## Directions
Report how many lines of the records contain the string "grass", with case counting, and give only the number.

## Data provided
---------------
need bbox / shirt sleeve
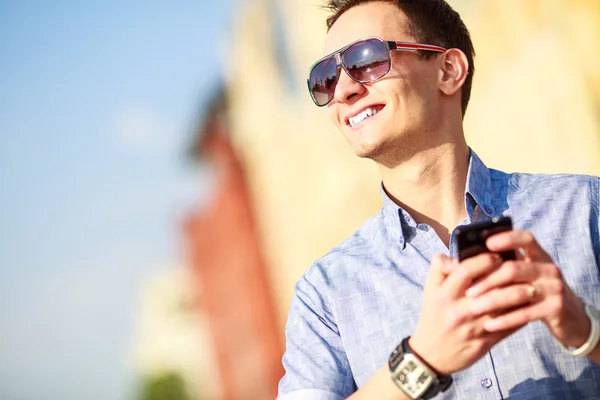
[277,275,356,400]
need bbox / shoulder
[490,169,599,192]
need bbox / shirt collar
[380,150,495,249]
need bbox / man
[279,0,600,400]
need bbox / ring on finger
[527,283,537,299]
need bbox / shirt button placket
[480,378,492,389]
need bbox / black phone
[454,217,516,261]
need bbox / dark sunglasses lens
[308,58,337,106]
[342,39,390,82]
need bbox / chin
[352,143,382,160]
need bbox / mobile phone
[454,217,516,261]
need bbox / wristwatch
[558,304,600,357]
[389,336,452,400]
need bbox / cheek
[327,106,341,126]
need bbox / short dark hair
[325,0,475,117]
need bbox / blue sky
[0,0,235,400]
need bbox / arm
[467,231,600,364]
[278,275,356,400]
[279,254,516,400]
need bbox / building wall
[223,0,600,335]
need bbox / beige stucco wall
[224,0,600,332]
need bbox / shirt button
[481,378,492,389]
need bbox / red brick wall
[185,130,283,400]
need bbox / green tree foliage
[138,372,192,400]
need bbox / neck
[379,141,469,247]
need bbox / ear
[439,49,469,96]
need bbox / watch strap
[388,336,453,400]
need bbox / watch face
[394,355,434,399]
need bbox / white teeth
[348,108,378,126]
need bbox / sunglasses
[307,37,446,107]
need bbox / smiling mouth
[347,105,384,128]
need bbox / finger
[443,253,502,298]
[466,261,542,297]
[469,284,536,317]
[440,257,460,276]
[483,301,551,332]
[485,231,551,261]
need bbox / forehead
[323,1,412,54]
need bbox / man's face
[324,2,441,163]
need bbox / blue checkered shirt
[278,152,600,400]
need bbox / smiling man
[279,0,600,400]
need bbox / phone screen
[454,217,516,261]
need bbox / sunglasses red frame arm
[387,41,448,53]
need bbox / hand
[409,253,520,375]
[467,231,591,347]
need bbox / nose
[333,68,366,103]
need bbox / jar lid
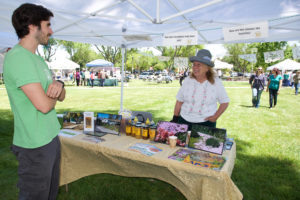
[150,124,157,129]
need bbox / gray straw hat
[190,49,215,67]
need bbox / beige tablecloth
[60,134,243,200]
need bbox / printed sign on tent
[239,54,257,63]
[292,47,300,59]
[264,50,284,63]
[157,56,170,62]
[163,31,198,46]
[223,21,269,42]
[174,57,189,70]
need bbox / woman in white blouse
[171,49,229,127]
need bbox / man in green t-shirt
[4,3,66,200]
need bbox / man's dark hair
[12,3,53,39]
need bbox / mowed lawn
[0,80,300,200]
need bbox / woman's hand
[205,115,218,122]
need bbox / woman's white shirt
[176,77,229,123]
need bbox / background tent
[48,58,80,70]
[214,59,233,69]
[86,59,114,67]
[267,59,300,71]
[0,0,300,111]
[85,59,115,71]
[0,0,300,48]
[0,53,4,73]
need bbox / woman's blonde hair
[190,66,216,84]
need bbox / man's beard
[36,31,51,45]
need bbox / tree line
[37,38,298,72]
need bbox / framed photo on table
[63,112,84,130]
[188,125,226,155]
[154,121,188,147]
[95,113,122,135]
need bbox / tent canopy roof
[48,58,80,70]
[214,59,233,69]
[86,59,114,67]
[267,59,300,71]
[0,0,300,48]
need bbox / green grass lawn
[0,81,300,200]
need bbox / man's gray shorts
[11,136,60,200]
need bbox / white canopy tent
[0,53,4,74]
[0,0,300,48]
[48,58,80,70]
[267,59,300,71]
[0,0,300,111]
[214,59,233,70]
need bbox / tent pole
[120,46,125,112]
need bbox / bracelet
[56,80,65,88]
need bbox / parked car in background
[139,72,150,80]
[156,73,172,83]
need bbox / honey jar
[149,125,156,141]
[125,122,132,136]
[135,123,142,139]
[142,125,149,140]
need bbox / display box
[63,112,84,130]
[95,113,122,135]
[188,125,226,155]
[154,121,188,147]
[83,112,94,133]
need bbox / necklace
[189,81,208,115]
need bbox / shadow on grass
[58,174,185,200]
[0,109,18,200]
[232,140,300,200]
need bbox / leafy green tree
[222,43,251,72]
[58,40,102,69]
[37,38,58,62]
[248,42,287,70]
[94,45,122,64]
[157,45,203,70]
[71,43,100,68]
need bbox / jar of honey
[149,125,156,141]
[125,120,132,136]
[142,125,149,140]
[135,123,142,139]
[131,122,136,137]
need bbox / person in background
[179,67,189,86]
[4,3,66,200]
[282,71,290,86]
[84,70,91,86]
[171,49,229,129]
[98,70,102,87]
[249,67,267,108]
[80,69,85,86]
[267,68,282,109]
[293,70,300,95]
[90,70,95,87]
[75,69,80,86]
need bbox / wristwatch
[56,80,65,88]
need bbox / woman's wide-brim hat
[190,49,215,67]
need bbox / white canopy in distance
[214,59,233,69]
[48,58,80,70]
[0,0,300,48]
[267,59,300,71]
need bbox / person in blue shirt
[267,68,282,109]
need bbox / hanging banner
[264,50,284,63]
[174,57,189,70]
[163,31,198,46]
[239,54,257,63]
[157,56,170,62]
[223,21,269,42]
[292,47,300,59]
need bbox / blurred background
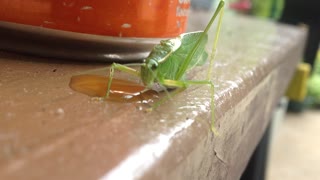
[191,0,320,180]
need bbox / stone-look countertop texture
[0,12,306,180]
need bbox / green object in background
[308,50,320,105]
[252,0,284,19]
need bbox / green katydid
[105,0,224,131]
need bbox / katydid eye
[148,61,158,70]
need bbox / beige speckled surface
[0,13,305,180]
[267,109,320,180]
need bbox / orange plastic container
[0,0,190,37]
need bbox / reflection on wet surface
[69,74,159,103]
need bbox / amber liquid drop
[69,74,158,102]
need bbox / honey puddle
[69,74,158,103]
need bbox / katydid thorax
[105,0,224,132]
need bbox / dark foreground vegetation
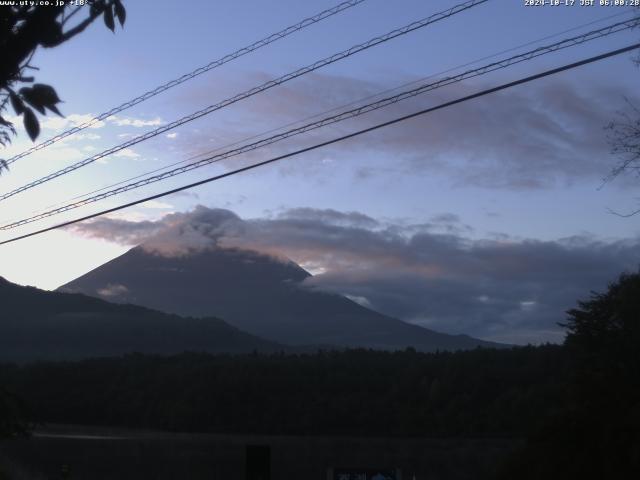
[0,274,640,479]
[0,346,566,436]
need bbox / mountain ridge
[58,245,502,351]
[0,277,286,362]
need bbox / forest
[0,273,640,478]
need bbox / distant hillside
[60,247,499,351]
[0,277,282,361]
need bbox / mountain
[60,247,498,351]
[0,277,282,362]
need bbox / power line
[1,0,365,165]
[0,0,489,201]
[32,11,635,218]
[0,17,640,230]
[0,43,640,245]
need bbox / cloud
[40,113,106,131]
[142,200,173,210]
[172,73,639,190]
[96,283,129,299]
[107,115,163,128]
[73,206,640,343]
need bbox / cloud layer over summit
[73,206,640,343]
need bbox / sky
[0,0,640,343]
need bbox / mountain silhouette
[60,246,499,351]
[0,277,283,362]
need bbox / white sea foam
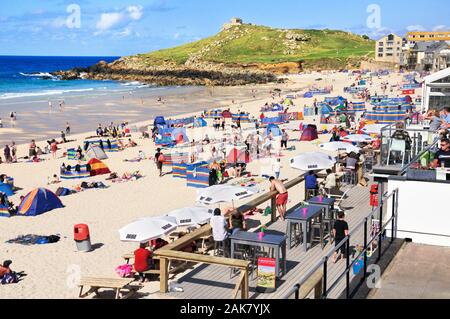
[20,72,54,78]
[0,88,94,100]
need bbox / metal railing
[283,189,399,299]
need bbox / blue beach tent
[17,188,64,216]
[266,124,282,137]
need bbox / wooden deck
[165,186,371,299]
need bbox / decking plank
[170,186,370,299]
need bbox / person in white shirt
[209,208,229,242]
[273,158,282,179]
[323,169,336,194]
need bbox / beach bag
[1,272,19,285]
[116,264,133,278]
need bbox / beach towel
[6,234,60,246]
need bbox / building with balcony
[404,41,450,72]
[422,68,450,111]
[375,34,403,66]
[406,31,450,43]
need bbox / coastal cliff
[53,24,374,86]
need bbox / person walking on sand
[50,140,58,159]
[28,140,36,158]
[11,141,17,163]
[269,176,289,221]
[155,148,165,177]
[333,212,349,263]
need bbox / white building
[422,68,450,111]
---------------
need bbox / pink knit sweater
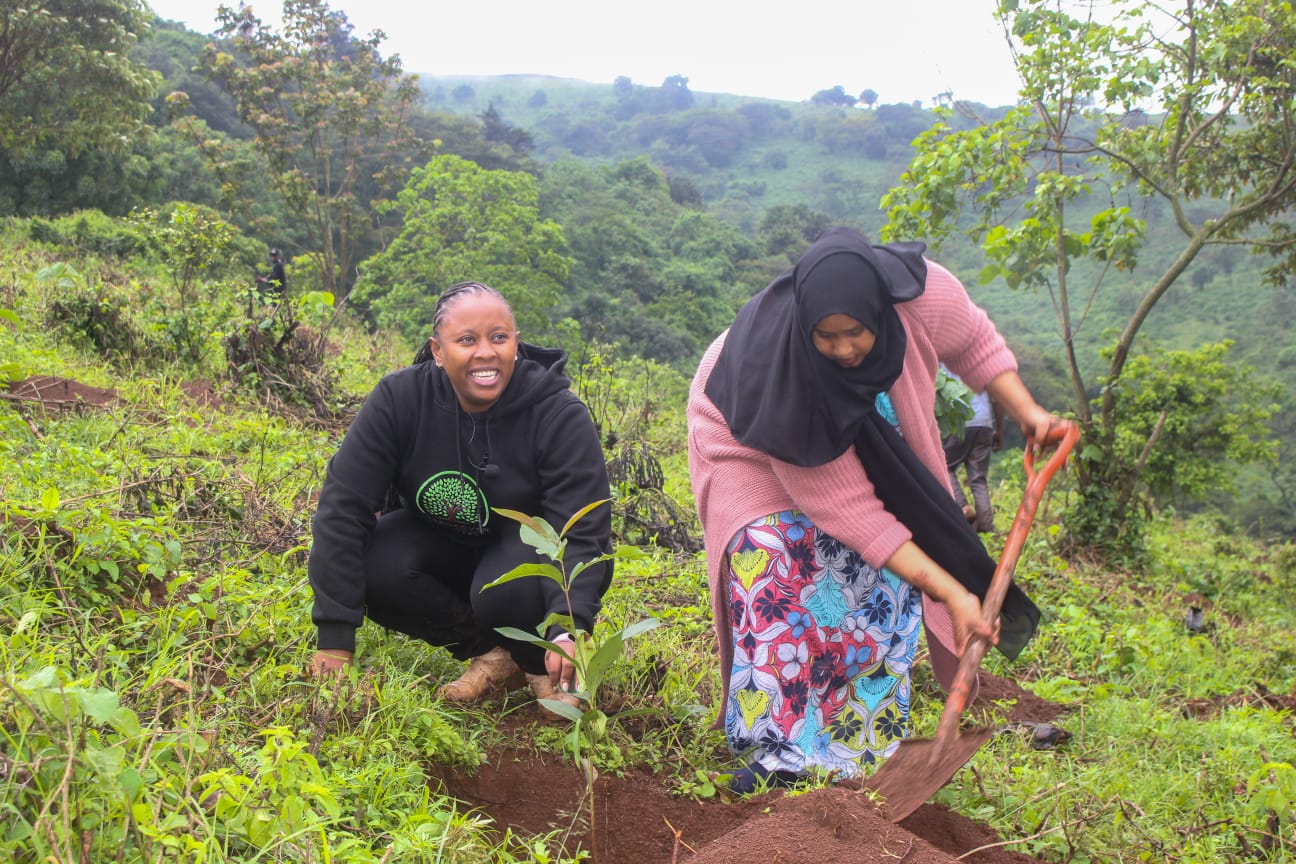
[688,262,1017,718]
---------------
## Solution to the problem
2